## [GIVEN REQUEST]
Select each line of the items below that contains the word "swan" and copy it out. Case counts.

## [TASK INPUT]
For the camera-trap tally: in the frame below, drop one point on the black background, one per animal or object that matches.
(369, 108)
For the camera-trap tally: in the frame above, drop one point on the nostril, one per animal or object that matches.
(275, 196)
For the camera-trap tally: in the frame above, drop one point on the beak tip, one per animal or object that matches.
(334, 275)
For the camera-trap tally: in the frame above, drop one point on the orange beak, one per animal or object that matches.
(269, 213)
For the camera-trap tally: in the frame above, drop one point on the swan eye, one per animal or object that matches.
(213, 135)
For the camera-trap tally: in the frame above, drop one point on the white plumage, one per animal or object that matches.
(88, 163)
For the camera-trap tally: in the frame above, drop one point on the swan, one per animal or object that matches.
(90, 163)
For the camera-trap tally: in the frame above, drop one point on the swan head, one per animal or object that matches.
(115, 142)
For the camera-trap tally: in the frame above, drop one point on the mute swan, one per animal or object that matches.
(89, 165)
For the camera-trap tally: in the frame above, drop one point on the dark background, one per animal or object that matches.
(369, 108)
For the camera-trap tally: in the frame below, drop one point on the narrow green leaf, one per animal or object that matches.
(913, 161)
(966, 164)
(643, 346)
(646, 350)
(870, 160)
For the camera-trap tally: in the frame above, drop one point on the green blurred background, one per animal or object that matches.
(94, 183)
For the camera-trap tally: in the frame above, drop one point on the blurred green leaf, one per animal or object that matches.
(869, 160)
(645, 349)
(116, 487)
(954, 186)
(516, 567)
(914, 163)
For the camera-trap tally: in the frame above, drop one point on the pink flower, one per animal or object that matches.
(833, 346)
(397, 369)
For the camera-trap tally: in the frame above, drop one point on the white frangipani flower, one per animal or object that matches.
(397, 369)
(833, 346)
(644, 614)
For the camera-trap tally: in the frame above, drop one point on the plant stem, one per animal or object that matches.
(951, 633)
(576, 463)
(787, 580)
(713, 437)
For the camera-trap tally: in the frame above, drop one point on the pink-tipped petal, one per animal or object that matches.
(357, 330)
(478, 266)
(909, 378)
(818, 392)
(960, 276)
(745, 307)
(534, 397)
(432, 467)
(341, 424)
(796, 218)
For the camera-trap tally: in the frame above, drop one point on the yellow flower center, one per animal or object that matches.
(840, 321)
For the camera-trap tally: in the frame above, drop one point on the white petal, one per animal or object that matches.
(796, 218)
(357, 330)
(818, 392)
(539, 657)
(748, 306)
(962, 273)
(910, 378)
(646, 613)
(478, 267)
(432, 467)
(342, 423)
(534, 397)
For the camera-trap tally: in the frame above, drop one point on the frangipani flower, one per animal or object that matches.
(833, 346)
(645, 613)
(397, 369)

...

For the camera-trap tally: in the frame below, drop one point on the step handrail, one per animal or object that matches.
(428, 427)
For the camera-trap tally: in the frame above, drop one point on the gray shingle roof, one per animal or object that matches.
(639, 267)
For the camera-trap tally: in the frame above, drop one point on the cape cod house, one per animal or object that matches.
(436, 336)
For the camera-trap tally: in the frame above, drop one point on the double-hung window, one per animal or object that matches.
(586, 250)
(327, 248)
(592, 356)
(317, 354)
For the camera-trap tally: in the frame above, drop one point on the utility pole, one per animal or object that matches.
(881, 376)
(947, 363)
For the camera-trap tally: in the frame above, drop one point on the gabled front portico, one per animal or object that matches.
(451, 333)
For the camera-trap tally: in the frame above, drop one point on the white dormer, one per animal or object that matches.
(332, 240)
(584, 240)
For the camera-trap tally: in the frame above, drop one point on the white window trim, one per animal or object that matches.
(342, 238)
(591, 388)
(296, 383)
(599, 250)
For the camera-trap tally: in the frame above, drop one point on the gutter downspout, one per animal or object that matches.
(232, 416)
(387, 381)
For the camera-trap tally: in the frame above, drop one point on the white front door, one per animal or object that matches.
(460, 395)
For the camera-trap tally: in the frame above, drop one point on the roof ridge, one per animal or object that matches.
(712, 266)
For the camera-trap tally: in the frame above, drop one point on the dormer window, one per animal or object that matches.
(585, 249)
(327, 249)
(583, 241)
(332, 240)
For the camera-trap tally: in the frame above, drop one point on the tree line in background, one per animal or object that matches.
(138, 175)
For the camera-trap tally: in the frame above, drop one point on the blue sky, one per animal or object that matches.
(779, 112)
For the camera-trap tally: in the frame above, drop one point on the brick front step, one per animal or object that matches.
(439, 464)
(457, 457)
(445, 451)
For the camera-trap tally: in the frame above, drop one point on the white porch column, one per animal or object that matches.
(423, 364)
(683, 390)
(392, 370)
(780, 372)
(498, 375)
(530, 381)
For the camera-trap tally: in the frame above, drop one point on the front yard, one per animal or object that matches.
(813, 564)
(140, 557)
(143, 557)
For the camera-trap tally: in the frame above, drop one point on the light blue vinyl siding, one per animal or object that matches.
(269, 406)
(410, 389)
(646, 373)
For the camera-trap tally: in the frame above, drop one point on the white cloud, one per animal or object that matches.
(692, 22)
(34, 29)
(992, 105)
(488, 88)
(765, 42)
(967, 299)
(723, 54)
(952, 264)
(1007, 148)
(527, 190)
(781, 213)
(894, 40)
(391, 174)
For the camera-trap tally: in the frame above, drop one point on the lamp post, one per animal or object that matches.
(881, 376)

## [EXERCISE ANSWER]
For the camera-trap tally: in the frame above, drop one point on the swan eye, one per animal or object that matches.
For the camera-trap tally: in the frame above, drop one point on the swan, one per animal or object that matches.
For the camera-trap tally: in the frame above, drop one point on the swan head, one per animal or object that matches.
For the camera-trap tally: in the frame above, drop one point on the mute swan, one per animal or object that matches.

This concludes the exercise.